#### RAW RECORDS

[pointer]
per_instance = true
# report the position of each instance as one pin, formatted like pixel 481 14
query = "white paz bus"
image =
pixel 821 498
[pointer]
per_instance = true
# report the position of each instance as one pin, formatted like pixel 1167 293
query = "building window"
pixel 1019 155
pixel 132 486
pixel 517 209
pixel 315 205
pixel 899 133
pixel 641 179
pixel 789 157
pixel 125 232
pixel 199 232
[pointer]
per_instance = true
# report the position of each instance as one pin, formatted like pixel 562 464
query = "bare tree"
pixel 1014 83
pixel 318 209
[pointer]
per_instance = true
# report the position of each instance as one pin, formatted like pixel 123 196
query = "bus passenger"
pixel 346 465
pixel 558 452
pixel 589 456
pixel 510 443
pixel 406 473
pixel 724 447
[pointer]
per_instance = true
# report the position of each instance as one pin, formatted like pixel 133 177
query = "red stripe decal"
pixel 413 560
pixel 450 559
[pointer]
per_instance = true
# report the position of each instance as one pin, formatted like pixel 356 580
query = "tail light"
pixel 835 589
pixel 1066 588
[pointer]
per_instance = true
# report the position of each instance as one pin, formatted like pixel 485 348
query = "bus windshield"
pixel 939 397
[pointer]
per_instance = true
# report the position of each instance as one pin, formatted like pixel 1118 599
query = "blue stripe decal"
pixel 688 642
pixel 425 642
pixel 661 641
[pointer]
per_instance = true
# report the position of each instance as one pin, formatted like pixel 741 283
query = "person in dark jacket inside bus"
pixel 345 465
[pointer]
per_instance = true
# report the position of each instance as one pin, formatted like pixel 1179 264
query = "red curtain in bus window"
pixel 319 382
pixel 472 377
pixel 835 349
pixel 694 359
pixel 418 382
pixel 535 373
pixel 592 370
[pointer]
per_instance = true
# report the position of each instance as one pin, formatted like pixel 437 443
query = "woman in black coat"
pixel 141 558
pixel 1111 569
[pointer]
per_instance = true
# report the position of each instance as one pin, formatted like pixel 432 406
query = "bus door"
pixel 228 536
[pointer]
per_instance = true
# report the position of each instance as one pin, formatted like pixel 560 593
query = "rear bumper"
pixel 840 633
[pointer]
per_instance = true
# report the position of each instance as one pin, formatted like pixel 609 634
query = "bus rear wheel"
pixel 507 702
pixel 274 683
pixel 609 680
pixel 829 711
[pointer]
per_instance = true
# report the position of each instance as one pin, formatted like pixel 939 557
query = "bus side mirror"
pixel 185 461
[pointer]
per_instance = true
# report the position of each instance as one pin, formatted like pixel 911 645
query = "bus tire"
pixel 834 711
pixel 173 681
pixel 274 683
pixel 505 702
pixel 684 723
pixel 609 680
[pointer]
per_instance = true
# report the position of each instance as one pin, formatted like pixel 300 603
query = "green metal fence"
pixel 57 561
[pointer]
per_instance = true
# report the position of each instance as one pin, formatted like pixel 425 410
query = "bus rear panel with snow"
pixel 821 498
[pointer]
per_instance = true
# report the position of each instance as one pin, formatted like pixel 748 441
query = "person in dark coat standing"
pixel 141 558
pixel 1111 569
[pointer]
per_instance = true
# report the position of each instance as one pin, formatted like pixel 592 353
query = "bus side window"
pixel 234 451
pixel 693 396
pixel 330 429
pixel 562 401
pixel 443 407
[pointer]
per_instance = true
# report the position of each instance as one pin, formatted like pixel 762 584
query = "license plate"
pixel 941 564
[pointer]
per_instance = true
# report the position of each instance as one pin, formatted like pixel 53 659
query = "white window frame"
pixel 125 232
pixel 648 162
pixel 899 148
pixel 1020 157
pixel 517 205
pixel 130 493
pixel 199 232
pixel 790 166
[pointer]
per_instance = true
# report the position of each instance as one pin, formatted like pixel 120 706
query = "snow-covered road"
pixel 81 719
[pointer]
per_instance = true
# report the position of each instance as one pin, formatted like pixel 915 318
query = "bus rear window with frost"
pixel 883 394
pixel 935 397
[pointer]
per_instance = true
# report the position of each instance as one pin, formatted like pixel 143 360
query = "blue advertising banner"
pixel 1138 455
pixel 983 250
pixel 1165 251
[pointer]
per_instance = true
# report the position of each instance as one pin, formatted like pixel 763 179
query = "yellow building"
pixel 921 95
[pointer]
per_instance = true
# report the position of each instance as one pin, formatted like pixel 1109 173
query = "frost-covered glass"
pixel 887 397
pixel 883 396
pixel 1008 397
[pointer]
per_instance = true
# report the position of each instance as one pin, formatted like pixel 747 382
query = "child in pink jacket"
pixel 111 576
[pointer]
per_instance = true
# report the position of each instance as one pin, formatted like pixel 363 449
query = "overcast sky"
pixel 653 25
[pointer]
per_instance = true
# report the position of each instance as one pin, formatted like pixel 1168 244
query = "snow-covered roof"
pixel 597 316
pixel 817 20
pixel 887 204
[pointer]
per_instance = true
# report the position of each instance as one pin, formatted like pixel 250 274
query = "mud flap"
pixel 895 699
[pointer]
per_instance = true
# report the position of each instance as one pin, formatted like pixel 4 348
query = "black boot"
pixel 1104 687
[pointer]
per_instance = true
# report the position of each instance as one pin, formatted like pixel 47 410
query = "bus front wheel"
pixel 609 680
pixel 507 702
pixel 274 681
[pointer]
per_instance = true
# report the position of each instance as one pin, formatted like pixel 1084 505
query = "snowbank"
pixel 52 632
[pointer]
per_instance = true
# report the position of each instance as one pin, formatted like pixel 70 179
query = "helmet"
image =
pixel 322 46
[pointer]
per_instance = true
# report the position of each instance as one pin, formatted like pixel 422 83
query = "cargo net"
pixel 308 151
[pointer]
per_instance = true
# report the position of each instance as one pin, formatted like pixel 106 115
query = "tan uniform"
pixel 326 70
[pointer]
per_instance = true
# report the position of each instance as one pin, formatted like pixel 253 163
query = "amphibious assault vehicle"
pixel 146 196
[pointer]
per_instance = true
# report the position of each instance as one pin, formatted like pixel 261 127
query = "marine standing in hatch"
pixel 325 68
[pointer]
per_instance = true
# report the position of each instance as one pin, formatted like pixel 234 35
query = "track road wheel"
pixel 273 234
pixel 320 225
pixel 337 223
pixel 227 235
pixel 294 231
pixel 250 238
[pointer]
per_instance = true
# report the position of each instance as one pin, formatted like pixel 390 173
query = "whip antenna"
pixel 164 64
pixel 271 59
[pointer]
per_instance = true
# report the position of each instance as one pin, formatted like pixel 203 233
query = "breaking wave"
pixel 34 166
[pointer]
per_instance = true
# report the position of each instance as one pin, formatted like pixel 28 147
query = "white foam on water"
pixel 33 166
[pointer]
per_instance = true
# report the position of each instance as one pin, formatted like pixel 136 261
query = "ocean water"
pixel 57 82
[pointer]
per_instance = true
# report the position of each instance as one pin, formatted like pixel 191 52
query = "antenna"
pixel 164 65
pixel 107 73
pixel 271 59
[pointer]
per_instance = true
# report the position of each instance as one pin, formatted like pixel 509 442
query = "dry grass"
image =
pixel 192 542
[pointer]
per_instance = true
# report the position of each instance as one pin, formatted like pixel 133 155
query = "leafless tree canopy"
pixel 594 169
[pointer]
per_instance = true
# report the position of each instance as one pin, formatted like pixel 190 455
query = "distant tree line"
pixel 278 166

########

Substitute "a single point" for every occurrence of "one pin" in the items above, and reproduce all the items with nothing else altered.

[pointer]
per_instance = true
# report the position of each instance as a single point, formatted like pixel 481 14
query = "white paz bus"
image =
pixel 821 498
[pointer]
per_instance = true
# report the position of each instance as a single point, formatted like pixel 1167 293
query = "building window"
pixel 1019 155
pixel 132 486
pixel 517 209
pixel 315 205
pixel 899 133
pixel 641 179
pixel 789 157
pixel 125 232
pixel 199 232
[pointer]
per_instance = true
# report the position of each instance as a single point, formatted like pixel 562 464
query = "bare tree"
pixel 1014 83
pixel 318 209
[pointer]
per_instance = true
# report the position of each instance as a single point, formatted like pixel 123 196
query = "bus passenger"
pixel 346 465
pixel 558 452
pixel 589 456
pixel 510 443
pixel 406 473
pixel 724 447
[pointer]
per_instance = true
# report the position of each instance as a single point, formatted like pixel 133 177
query = "red stripe decal"
pixel 413 560
pixel 450 559
[pointer]
per_instance = true
# report the position of each instance as a single point, formatted like pixel 356 580
query = "tail light"
pixel 835 589
pixel 1066 588
[pointer]
per_instance = true
# report the position of each instance as a single point, formatted like pixel 485 348
query = "bus windshield"
pixel 939 397
[pointer]
per_instance = true
# report the position of each instance as a single point, formatted like pixel 1118 599
query = "blue stripe decal"
pixel 688 642
pixel 425 642
pixel 661 641
[pointer]
per_instance = true
# report the position of each instance as a single point, formatted like pixel 741 283
query = "person in dark jacket inside bus"
pixel 345 465
[pointer]
per_instance = true
# report the position of each instance as a single point, formatted like pixel 1179 264
query = "red curtain in bus window"
pixel 319 382
pixel 472 377
pixel 835 349
pixel 694 359
pixel 418 382
pixel 535 373
pixel 592 370
[pointer]
per_instance = true
# report the position of each instance as a single point, formatted like pixel 437 443
query = "woman in black coat"
pixel 141 558
pixel 1111 569
[pointer]
per_instance = true
# report the position of each instance as a single point, formatted like pixel 432 406
query = "bus door"
pixel 228 536
[pointer]
per_instance = true
# report the position of each instance as a single point, formatted like pixel 560 593
query = "rear bumper"
pixel 840 633
[pointer]
per_instance = true
# report the position of each instance as a single point, formatted like pixel 609 634
query = "bus rear wheel"
pixel 507 702
pixel 274 683
pixel 609 680
pixel 829 711
[pointer]
per_instance = true
# report the position of each instance as a single point, formatted like pixel 939 557
query = "bus side mirror"
pixel 185 461
[pointer]
per_instance = true
# report the position of each instance as a single point, formatted like pixel 911 645
query = "bus tire"
pixel 834 711
pixel 173 681
pixel 274 683
pixel 505 702
pixel 684 723
pixel 609 680
[pointer]
per_instance = true
# report the position of each instance as a single point, formatted like pixel 300 603
query = "green metal fence"
pixel 57 561
[pointer]
per_instance = true
# report the position of each instance as a single point, formatted like pixel 425 410
query = "bus rear panel with snow"
pixel 821 498
[pointer]
per_instance = true
# report the position of each instance as a single point, formatted like pixel 748 441
query = "person in dark coat standing"
pixel 141 558
pixel 1111 569
[pointer]
per_instance = true
# report the position of each instance as a single point, formatted like pixel 592 353
query = "bus side window"
pixel 234 451
pixel 693 396
pixel 330 429
pixel 562 401
pixel 443 407
[pointer]
per_instance = true
# report the position of each instance as a single point, formatted like pixel 762 584
query = "license plate"
pixel 941 564
[pointer]
per_instance = true
# report the position of each instance as a single point, formatted like pixel 53 659
query = "white window frame"
pixel 125 232
pixel 648 162
pixel 899 148
pixel 1020 157
pixel 517 205
pixel 130 493
pixel 199 232
pixel 790 166
[pointer]
per_instance = true
# report the position of each instance as a single point, formatted like pixel 120 706
query = "snow-covered road"
pixel 81 719
[pointer]
per_instance = true
# report the position of each instance as a single point, formatted like pixel 915 318
query = "bus rear window with frost"
pixel 883 394
pixel 935 397
[pointer]
per_instance = true
# report the position of each instance as a single point, formatted like pixel 143 360
query = "blue advertising banner"
pixel 1138 455
pixel 983 250
pixel 1165 251
[pointer]
per_instance = true
# report the position of each instance as a single point, formatted like pixel 763 179
query = "yellow building"
pixel 921 95
[pointer]
per_instance = true
# report the position of each instance as a single point, formatted like pixel 1109 173
query = "frost-covered glass"
pixel 887 397
pixel 883 396
pixel 1008 397
[pointer]
per_instance = true
# report the position of each instance as a single point, formatted like pixel 747 382
query = "child in pink jacket"
pixel 111 576
[pointer]
per_instance = true
# report the position of each instance as a single point, formatted like pixel 363 449
query = "overcast sky"
pixel 653 25
[pointer]
per_instance = true
# report the position of each instance as a single point, formatted like pixel 1168 244
query = "snow-covered roof"
pixel 597 316
pixel 817 20
pixel 887 204
[pointer]
per_instance = true
# report the position of each instance as a single point, formatted like pixel 250 274
query = "mud flap"
pixel 895 699
[pointer]
per_instance = true
# report the position of each instance as a single point, formatted like pixel 4 348
query = "black boot"
pixel 1104 687
[pointer]
per_instance = true
# report the position of each instance as a single point, formatted like pixel 47 410
query = "bus front wheel"
pixel 609 680
pixel 507 702
pixel 274 681
[pointer]
per_instance = true
# report the position of each instance as a single point, formatted like pixel 1084 505
query = "snowbank"
pixel 52 632
[pointer]
per_instance = true
# report the position of each instance as a single point, formatted like pixel 70 179
query = "helmet"
image =
pixel 322 46
[pointer]
per_instance = true
# report the position of each instance as a single point, formatted like pixel 422 83
query = "cargo net"
pixel 308 151
[pointer]
per_instance = true
# report the position of each instance as a single point, formatted like pixel 106 115
query = "tan uniform"
pixel 326 70
[pointer]
per_instance = true
# report the position of each instance as a single point, formatted like pixel 253 163
query = "amphibious assault vehicle"
pixel 146 196
[pointer]
per_instance = true
# report the position of each instance as a single point, formatted like pixel 261 127
query = "marine standing in hatch"
pixel 325 68
[pointer]
per_instance = true
# report the position of each instance as a single point, formatted like pixel 234 35
query = "track road wheel"
pixel 273 234
pixel 320 225
pixel 337 223
pixel 227 235
pixel 294 231
pixel 250 238
[pointer]
per_instance = true
# report the position of each instance as a single point, formatted like pixel 390 173
query = "whip antenna"
pixel 164 64
pixel 271 59
[pointer]
per_instance = true
# report the position of each instance as a single point, formatted like pixel 203 233
query = "breaking wave"
pixel 34 166
[pointer]
per_instance = true
# report the position of each instance as a single point, formatted like pixel 28 147
query = "white foam on water"
pixel 33 166
[pointer]
per_instance = true
# report the position of each instance as a single point, formatted like pixel 136 261
query = "ocean water"
pixel 57 82
[pointer]
per_instance = true
# report the position of each instance as a single point, formatted like pixel 191 52
query = "antenna"
pixel 164 65
pixel 107 73
pixel 271 59
[pointer]
per_instance = true
# report the position of each instance as a single point, formatted like pixel 509 442
query = "dry grass"
image =
pixel 192 542
[pointer]
per_instance = true
# report the position of each instance as a single point, formatted like pixel 133 155
query = "leafless tree canopy"
pixel 594 169
[pointer]
per_instance = true
# report the position of each instance as a single point, formatted like pixel 190 455
query = "distant tree line"
pixel 278 166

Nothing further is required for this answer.